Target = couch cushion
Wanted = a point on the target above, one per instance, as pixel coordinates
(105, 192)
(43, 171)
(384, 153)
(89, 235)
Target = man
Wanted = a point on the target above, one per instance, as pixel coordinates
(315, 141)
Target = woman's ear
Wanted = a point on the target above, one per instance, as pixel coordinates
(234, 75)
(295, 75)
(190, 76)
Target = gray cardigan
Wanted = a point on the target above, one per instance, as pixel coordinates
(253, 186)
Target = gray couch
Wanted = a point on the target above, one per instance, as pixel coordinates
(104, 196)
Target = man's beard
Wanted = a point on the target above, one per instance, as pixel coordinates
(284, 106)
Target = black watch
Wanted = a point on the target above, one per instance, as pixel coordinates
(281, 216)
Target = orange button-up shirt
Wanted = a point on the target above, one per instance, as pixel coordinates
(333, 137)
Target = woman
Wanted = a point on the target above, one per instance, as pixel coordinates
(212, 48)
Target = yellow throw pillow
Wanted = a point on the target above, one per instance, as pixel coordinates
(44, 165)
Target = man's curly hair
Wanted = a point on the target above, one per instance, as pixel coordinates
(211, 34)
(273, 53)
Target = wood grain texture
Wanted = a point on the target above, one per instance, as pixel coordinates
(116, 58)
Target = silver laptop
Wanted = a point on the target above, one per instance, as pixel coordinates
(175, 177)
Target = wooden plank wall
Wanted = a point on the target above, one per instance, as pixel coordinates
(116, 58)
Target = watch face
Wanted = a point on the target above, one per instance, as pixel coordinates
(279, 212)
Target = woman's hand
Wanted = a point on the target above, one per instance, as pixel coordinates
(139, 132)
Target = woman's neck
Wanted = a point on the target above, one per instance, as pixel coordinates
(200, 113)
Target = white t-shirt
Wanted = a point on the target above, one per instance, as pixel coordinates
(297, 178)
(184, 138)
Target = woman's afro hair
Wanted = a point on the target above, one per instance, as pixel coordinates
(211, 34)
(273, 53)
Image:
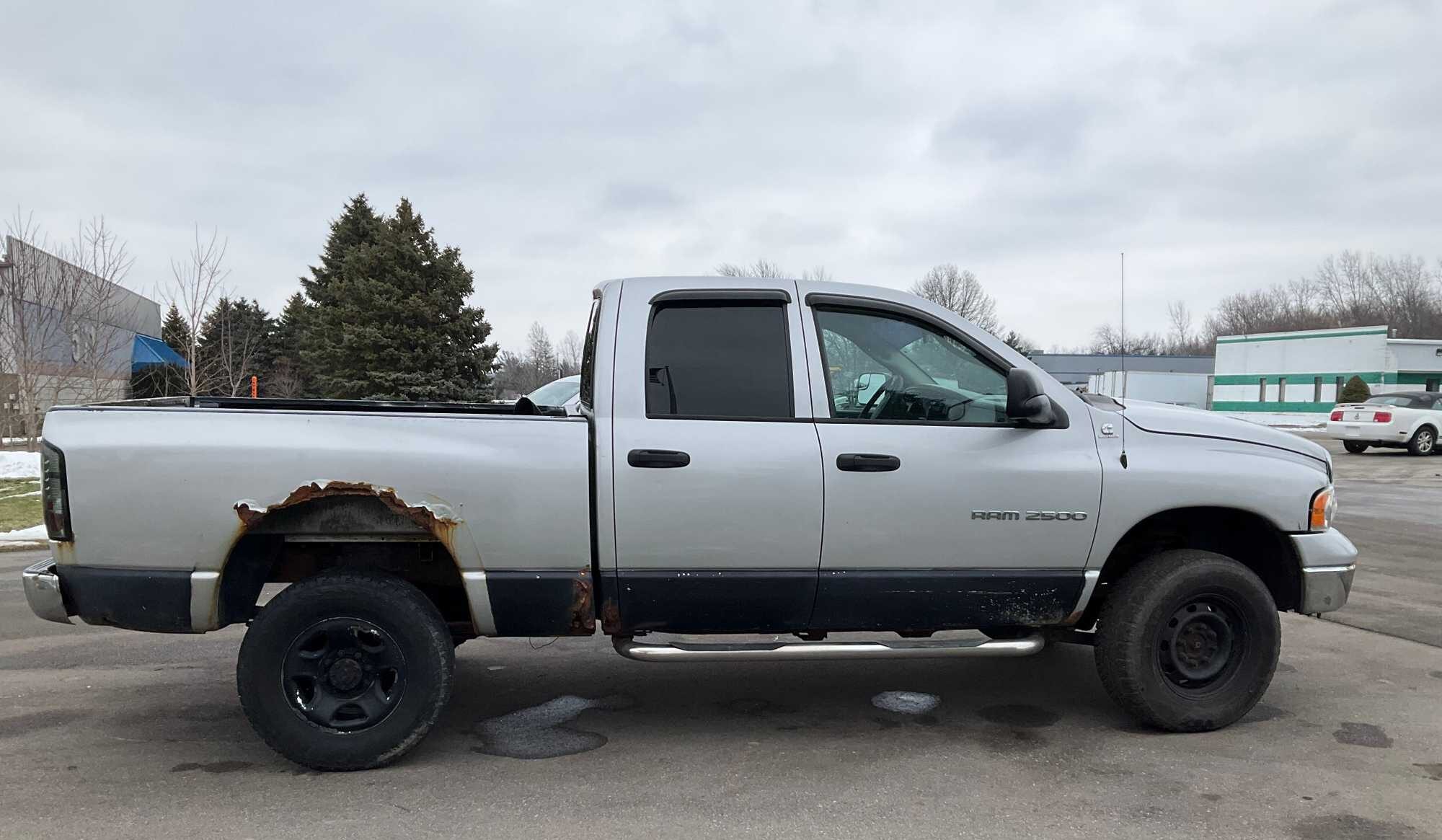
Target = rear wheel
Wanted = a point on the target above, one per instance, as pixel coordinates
(1187, 641)
(1424, 442)
(347, 670)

---------------

### REQUIREMENT
Could you copy out every entry above word for word, from the first line through the last, leaving out any pictures?

### TASK OUTPUT
Target = couch cushion
Wanted = a point on the target above, one per instance, as pixel coordinates
(105, 192)
(43, 171)
(384, 153)
(89, 235)
Target = man
Wanted = a point on the target above, one per instance, as pixel coordinates
(315, 141)
Target = woman's ear
Wanted = a point on the target above, one per instance, as pixel coordinates
(234, 75)
(295, 75)
(190, 76)
Target = gray cardigan
Wanted = a point on the target above, one per instance, as pixel coordinates
(253, 186)
Target = gray couch
Wanted = a point on the target above, one per instance, as pixel coordinates
(104, 196)
Target = man's beard
Wanted = a point on the target above, one per instance, as pixel coordinates
(284, 106)
Target = black watch
Wanted = a point on the target above, one per instance, as pixel coordinates
(281, 216)
Target = orange button-up shirt
Wanted = a point on the target above, one per instance, as pixel coordinates
(333, 137)
Target = woman
Wanted = a point on the target above, one per instance, as pixel coordinates
(212, 48)
Target = yellow throw pillow
Wanted = a point on the target above, one per instance, as pixel coordinates
(44, 165)
Target = man's curly hair
Wanted = a point on the target above, one per instance, as pixel coordinates
(211, 34)
(273, 53)
Target = wood grain texture
Wanted = a point on the target above, one per instance, as pixel coordinates
(116, 58)
Target = silver laptop
Wanted = a point on the target above, one per instance, as pixel coordinates
(175, 177)
Target = wooden plank wall
Wanted = a point on the target above, one per instance, as pixel coordinates
(116, 58)
Target = watch face
Wanted = a point on the target above, one per instance, as pixel coordinates
(279, 212)
Target = woman's hand
Wanted = a point on the target above, one per instance, as pixel coordinates
(139, 132)
Target = woman's neck
Wanted = a point on the target above, one per instance, as pixel coordinates
(200, 113)
Target = white t-shirt
Wanted = a point on the target above, one per instance, as pixel coordinates
(297, 178)
(184, 138)
Target = woman's afro hair
Wanted = a point on the target above, one per instance, as pixel coordinates
(211, 34)
(273, 53)
Image:
Target = rear wheel
Wanted = a point on the target above, one per instance, as pixel coordinates
(1187, 641)
(1424, 442)
(347, 670)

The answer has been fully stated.